* [Task statement] Copy the listing from the line containing "Identify the blue" through the end of the listing, and switch "cluster" to "group" while leaving everything else unchanged.

* [Rows]
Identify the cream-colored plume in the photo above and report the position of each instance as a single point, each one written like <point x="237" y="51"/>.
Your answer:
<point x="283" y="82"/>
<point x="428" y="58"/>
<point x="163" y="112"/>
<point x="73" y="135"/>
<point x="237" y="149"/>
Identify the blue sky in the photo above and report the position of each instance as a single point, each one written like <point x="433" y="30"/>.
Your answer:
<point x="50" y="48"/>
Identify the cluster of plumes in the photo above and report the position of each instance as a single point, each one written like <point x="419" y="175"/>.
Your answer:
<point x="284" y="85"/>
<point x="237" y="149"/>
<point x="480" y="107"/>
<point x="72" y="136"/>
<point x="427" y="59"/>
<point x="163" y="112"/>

* [Complete answer]
Identify the blue sky in the photo above and report the position of each instance as a single point, each one written like <point x="433" y="30"/>.
Your answer:
<point x="50" y="48"/>
Identify the group of plumes in the photo above and report the position of each instance as a single point, each one written like <point x="419" y="175"/>.
Your answer:
<point x="284" y="85"/>
<point x="237" y="149"/>
<point x="480" y="107"/>
<point x="72" y="136"/>
<point x="427" y="59"/>
<point x="163" y="112"/>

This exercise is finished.